* Start *
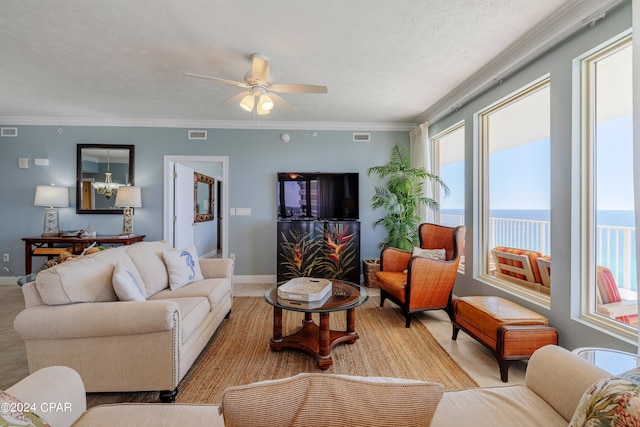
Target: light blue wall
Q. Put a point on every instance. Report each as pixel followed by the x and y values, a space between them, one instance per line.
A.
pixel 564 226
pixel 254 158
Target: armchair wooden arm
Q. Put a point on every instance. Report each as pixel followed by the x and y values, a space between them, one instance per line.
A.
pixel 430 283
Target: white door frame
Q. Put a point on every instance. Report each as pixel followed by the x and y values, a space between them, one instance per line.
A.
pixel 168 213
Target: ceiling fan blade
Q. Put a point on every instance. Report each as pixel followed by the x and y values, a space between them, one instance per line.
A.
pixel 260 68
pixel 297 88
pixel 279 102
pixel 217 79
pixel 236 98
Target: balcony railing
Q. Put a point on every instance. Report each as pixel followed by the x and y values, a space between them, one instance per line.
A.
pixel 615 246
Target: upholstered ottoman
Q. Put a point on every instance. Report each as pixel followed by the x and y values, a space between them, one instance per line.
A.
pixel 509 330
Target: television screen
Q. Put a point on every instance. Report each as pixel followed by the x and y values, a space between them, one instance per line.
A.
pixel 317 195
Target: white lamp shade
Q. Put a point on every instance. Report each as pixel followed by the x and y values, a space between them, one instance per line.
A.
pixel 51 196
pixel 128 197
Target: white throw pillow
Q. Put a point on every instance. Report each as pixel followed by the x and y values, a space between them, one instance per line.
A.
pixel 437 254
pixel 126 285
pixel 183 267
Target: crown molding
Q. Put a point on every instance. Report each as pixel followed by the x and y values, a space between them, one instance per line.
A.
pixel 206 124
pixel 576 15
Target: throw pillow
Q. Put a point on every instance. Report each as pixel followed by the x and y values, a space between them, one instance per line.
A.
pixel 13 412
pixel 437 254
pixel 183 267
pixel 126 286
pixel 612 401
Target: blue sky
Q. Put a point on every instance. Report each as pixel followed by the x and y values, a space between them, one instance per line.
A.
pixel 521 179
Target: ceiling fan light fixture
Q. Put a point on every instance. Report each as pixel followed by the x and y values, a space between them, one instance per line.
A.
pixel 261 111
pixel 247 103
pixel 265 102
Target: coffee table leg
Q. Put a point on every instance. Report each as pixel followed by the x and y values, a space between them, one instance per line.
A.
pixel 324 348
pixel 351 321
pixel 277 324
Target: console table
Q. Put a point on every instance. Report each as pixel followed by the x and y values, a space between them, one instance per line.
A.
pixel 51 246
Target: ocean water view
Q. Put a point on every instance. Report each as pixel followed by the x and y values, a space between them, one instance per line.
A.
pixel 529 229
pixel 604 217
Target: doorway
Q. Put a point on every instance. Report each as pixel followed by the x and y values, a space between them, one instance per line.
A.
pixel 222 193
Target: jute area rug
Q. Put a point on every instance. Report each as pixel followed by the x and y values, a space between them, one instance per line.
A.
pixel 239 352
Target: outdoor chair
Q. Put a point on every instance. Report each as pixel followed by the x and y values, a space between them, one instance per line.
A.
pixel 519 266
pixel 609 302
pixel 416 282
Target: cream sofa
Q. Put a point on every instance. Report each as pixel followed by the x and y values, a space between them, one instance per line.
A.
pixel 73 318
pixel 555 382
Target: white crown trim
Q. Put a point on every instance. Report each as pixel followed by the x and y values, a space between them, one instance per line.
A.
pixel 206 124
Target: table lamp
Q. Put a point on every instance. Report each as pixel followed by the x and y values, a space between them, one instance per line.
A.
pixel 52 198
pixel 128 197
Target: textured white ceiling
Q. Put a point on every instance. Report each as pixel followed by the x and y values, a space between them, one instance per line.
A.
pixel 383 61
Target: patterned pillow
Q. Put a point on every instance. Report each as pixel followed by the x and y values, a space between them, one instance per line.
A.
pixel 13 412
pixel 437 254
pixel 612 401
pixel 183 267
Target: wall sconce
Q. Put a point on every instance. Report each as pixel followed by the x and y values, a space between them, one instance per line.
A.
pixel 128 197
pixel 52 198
* End *
* Start *
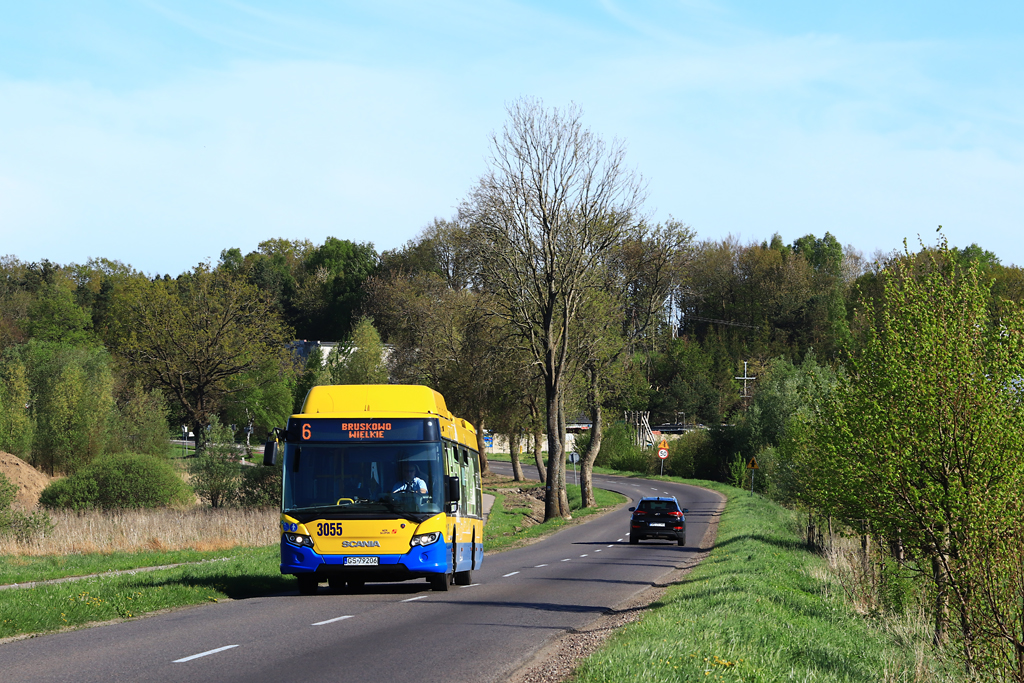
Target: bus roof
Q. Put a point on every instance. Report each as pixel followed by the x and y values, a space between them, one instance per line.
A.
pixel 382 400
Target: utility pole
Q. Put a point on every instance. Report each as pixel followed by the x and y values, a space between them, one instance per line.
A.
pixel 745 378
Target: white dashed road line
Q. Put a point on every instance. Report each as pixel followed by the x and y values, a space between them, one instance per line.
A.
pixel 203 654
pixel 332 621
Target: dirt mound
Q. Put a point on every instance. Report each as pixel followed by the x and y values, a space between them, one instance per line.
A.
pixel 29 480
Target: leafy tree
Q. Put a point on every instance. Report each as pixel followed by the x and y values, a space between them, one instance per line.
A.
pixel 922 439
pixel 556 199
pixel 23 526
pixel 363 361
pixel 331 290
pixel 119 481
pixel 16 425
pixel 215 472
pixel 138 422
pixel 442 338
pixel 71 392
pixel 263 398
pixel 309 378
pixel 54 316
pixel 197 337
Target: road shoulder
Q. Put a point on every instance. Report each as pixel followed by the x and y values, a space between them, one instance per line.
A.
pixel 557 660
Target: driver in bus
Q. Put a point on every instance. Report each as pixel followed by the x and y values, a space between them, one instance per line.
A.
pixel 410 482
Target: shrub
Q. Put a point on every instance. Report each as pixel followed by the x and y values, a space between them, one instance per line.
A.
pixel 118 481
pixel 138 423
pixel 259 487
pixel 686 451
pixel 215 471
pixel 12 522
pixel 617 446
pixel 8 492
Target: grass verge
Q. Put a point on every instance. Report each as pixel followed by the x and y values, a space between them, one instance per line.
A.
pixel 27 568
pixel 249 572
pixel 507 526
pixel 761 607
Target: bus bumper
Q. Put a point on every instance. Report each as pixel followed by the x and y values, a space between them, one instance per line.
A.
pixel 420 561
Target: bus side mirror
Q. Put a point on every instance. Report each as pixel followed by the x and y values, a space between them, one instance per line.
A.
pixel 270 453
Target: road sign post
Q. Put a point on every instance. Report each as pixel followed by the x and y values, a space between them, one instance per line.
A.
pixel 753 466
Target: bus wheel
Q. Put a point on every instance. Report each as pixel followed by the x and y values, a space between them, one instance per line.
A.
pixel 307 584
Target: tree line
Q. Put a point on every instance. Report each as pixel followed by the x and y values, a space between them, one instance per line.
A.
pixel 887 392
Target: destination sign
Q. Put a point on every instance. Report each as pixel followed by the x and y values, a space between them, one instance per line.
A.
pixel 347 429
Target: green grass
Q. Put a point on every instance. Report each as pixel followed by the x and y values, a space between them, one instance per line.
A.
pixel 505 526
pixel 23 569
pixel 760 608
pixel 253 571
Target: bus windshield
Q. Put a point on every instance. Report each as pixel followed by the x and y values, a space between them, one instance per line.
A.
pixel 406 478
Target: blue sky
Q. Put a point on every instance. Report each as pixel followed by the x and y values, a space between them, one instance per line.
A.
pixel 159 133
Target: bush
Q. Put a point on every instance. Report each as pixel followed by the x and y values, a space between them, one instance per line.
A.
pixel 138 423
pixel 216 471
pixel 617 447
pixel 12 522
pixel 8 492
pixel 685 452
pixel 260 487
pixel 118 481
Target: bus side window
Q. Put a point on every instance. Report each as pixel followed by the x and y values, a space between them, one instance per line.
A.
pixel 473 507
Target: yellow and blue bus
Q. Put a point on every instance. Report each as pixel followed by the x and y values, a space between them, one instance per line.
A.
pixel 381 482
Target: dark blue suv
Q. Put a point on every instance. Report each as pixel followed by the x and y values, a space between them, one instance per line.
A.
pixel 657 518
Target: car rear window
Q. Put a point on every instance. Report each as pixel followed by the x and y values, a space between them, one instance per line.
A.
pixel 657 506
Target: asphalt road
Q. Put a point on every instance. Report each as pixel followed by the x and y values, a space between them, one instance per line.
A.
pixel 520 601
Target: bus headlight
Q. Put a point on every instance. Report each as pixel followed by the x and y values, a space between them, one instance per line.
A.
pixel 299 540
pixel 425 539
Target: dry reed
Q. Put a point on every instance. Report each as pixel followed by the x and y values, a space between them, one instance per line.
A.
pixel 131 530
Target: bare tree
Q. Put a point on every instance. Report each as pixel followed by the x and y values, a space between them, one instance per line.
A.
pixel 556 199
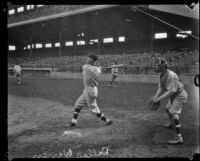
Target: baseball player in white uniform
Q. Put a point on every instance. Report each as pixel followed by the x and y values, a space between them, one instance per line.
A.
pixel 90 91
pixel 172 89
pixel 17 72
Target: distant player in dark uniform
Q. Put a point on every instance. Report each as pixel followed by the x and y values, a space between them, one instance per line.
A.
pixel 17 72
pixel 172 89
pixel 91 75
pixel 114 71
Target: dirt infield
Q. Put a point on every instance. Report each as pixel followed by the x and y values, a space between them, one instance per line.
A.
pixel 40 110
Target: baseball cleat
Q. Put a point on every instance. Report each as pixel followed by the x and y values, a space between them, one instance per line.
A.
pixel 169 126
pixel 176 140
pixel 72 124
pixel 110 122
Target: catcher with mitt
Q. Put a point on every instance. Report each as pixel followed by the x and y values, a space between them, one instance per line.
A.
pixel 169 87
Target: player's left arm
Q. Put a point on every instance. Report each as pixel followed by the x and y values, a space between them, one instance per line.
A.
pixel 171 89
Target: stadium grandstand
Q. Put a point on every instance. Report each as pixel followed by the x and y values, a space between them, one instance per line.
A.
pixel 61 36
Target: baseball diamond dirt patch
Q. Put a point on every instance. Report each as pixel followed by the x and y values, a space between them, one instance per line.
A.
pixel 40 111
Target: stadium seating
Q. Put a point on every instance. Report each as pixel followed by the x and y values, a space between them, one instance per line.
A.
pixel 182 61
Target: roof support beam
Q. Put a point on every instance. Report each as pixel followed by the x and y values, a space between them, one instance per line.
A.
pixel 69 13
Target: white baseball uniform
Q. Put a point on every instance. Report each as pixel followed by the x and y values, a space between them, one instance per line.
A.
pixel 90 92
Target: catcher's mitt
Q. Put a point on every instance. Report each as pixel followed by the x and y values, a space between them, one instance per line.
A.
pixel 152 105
* End *
* Start *
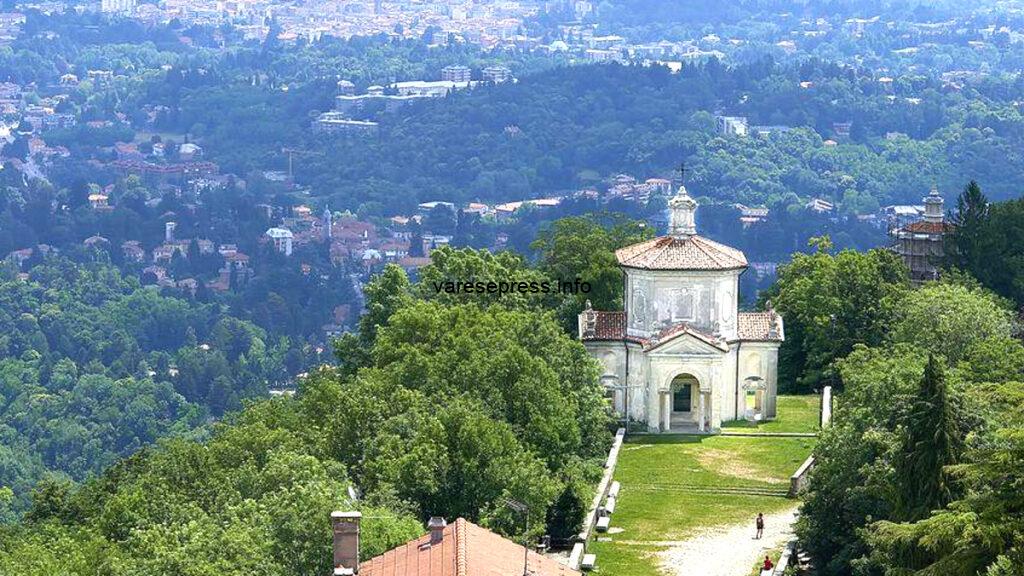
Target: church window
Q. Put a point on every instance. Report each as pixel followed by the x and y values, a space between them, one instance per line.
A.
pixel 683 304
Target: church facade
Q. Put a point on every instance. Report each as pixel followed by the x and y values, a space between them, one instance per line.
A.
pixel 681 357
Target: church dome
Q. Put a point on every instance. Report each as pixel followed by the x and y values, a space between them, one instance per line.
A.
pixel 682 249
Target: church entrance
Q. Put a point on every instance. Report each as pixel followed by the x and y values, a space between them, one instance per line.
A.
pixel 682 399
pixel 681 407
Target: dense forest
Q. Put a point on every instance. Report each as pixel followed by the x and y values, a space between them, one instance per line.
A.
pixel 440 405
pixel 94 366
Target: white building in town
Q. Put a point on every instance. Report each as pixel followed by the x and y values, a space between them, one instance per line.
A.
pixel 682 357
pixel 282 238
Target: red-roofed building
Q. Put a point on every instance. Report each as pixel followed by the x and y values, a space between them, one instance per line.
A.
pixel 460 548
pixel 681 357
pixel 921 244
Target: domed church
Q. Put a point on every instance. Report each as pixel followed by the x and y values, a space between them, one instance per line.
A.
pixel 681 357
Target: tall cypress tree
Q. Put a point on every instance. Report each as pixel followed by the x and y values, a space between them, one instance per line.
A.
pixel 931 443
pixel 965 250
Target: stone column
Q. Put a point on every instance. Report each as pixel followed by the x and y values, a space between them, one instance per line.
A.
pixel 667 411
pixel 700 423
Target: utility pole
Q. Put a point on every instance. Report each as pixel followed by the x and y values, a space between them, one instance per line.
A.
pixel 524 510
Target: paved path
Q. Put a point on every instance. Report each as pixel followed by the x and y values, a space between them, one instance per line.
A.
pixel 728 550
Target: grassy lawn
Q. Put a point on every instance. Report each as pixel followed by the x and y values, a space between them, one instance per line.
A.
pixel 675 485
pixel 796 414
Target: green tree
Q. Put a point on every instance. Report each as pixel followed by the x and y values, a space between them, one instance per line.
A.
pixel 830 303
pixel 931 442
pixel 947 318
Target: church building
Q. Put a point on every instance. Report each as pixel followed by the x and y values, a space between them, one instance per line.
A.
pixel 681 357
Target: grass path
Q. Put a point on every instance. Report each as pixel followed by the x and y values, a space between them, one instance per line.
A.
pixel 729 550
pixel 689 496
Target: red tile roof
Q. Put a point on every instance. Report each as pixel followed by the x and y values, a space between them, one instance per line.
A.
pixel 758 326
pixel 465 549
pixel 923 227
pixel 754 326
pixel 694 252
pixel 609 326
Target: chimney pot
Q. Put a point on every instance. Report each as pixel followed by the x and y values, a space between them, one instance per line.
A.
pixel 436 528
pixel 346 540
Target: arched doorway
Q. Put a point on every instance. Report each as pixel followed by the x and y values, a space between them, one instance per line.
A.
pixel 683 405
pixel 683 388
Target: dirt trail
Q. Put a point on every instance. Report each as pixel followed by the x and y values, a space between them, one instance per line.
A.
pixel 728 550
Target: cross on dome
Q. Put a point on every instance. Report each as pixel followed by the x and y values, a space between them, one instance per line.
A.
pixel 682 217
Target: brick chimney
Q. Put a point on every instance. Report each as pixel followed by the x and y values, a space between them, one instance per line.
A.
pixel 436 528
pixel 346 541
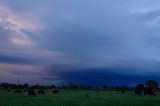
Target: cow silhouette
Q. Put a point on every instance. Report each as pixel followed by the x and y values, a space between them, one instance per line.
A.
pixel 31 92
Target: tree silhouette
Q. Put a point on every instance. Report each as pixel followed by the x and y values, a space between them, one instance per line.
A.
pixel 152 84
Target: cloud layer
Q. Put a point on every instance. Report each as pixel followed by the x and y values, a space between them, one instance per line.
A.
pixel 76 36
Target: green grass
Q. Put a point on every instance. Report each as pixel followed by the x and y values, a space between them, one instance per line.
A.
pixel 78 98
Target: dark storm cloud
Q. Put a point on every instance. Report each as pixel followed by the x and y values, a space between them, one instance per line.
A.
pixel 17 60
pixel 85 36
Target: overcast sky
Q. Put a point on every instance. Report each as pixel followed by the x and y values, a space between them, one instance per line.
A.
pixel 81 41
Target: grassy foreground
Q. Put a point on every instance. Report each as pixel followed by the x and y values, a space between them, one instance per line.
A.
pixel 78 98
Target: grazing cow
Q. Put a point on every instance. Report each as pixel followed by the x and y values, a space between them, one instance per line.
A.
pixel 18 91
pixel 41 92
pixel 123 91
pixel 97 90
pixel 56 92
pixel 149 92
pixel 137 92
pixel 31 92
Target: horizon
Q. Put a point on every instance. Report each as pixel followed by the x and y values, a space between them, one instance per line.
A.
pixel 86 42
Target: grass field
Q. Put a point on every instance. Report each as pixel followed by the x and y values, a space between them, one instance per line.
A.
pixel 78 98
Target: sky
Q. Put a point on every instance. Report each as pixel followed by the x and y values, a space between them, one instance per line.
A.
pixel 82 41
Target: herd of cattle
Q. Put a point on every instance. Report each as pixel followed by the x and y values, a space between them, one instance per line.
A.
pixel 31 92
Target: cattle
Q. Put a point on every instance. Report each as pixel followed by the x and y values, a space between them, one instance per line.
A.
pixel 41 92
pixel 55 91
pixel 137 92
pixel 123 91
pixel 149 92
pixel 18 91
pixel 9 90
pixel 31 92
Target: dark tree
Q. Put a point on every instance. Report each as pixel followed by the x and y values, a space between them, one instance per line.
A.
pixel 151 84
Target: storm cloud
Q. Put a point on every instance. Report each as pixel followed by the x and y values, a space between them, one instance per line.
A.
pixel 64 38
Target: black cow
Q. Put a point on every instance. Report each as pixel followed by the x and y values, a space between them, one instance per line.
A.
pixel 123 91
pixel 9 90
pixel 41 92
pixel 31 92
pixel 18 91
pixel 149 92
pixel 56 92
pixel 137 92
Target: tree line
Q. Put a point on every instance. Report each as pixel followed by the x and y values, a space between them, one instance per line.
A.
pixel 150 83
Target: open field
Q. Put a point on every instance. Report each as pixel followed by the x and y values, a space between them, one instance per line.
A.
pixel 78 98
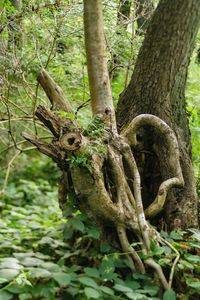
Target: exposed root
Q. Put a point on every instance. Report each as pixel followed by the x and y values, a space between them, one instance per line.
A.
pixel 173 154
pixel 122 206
* End *
- **TASK GOAL**
Starting with the line that contains "Target: light blue wall" and going on through the line that contains "pixel 509 330", recast those lines as a Markdown table with the columns Row and Line. Put the row number under Row and the line itself under Line, and leave out any blank lines.

- **WRITTEN SOLUTION**
| Row | Line |
|---|---|
| 1 | Target: light blue wall |
| 2 | Q. Put a point on every instance. Report each as pixel followed by the x and y values, a space between them, one instance per line. |
| 3 | A. |
| 4 | pixel 564 226 |
| 5 | pixel 254 158 |
| 6 | Target: armchair wooden arm |
| 7 | Q. Put a point on every instance. Report each as pixel followed by the x and y values, a space between them, one instance per line. |
| 8 | A. |
| 9 | pixel 430 283 |
| 10 | Target: white door frame |
| 11 | Q. Put a point on every instance. Report each as pixel followed by the x and y values, a space between them, one instance per line. |
| 12 | A. |
| 13 | pixel 168 213 |
| 14 | Target: ceiling fan blade |
| 15 | Q. Put a point on every instance. Report each as pixel followed by the x and y values, a space between them, one instance per line. |
| 16 | A. |
| 17 | pixel 260 68 |
| 18 | pixel 297 88 |
| 19 | pixel 279 102 |
| 20 | pixel 217 79 |
| 21 | pixel 236 98 |
| 22 | Target: balcony railing |
| 23 | Q. Put a point on every instance. Report each as pixel followed by the x and y values, a space between them, one instance per line. |
| 24 | A. |
| 25 | pixel 615 246 |
| 26 | Target: upholstered ottoman |
| 27 | Q. Put a point on every instance. Report each as pixel followed by the x and y values, a space between them, one instance per line. |
| 28 | A. |
| 29 | pixel 509 330 |